* [OBJECTIVE]:
Reproduce all of the lines below, including the request text. Offset each coordinate in the answers by adding 44 to it.

(Location identification items)
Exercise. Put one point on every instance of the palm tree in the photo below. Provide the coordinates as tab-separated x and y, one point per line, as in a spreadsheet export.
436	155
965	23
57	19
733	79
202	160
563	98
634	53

* [THE RESPONSE]:
Exercise. Put one point on every instance of the palm tree in the photo below. Provide the coordinates as tab-separated x and y, one point per line, as in a spreadsheet export.
480	199
1009	67
101	63
777	123
246	204
607	142
678	97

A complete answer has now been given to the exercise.